Texto de referencia —
= = =

Había salido del ránking de Naciones Unidas hace cinco años, pero Jair Bolsonaro, el flamante presidente ultra, ha devuelto a Brasil al mapa de países donde una parte sustancial de la población pasa hambre y la pobreza extrema aumenta. Desgraciadamente, mientras el país figura entre los de mayor desigualdad en el mundo, el presidente lo ignora y tal vez por eso irrumpe de nuevo en los peores índices de la vergüenza humana.

La regresión económica y el recorte en programas sociales han devuelto a Brasil a la realidad que quiso erradicar. Es verdad que cuando las materias primas, y especialmente el petróleo, se pagaban a precio de oro, las arcas públicas pudieron frenar una realidad vergonzosa en un país tecnológicamente avanzado y con recursos para dar de comer a toda su población.

Lula sacó de la pobreza extrema a uno de cada cinco brasileños con la bolsa social y el programa hambre cero. En los colegios se estableció una merienda obligatoria y a pesar de que los primeros síntomas de la crisis ya repuntaban con Dilma Rouseff, el apoyo a los más vulnerables no se cortó. La inyección social, con proyectos para mantener un nivel mínimo entre los más pobres, lejos de dejar al país en manos del subsidio, creó mas empleo.

El milagro brasileño se miraba como un modelo por países africanos donde el hambre y la pobreza extrema hacen estragos. El secreto era voluntad política y tener claras las prioridades.

Pero el hambre no está entre las del presidente Bolsonaro. Mientras se emplea en desacreditar a minorías, despreciar el feminismo o especular con el Amazonas, sin importarle la deforestación y sus efectos globales sobre el clima, ¿dónde está el hambre en Brasil?

Las Naciones Unidas dicen que ya afecta a más del 5% de la población. Pero él no lo sabe, mira a otro lado y recorta ayudas a los más vulnerables, retira pensiones a los más pobres y las meriendas en los colegios. Como consecuencia ha bajado el consumo y avanza el paro, la pobreza y el hambre.

= = =

Enunciado —
Reproduce sin cambios el fragmento del texto sobre el hambre en Brasil que empieza con "Lula sacó de" y sigue hasta "claras las prioridades.". Básate solo en el texto.

Material proporcionado —
= = =

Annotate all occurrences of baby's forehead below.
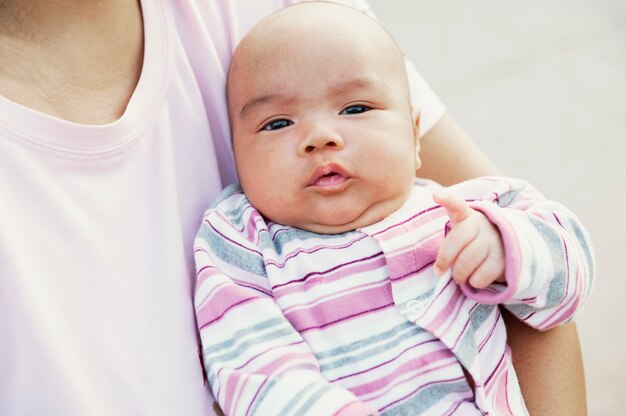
[233,2,403,65]
[227,2,408,111]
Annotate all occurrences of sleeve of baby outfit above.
[326,0,446,137]
[194,201,377,416]
[450,177,595,330]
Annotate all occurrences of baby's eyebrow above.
[239,94,278,119]
[329,78,380,95]
[239,93,295,119]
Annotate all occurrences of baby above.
[195,2,594,416]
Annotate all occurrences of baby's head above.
[227,2,420,234]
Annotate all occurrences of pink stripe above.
[285,286,395,332]
[282,278,389,315]
[372,205,445,241]
[273,252,386,299]
[196,296,261,330]
[350,348,457,397]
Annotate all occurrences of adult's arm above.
[417,114,587,416]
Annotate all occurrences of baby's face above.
[229,1,418,233]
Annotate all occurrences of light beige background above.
[370,0,626,416]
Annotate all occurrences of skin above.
[228,3,504,288]
[0,0,586,416]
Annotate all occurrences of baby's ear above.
[411,107,422,169]
[411,107,420,146]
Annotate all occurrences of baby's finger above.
[452,238,489,285]
[434,222,478,275]
[469,253,504,289]
[433,189,472,226]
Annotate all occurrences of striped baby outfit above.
[195,177,594,416]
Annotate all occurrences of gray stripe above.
[381,380,478,416]
[498,189,520,208]
[528,216,567,308]
[316,321,424,373]
[264,227,359,255]
[198,223,267,277]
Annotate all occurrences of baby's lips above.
[309,163,350,186]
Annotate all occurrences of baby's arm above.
[195,211,378,416]
[437,177,594,330]
[433,191,505,289]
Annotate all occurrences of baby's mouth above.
[309,164,350,188]
[313,172,348,186]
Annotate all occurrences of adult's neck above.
[0,0,143,124]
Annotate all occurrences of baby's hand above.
[433,191,505,289]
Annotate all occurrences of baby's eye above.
[339,104,372,114]
[261,118,293,130]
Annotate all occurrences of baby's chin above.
[287,198,405,234]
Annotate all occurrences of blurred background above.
[369,0,626,416]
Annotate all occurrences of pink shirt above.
[0,0,445,415]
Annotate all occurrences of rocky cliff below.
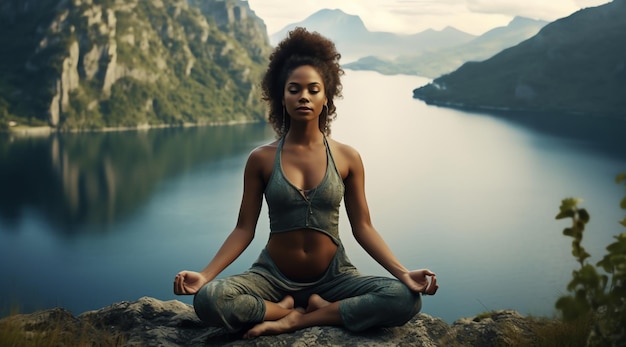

= = =

Respuesta —
Lula sacó de la pobreza extrema a uno de cada cinco brasileños con la bolsa social y el programa hambre cero. En los colegios se estableció una merienda obligatoria y a pesar de que los primeros síntomas de la crisis ya repuntaban con Dilma Rouseff, el apoyo a los más vulnerables no se cortó. La inyección social, con proyectos para mantener un nivel mínimo entre los más pobres, lejos de dejar al país en manos del subsidio, creó mas empleo.

El milagro brasileño se miraba como un modelo por países africanos donde el hambre y la pobreza extrema hacen estragos. El secreto era voluntad política y tener claras las prioridades.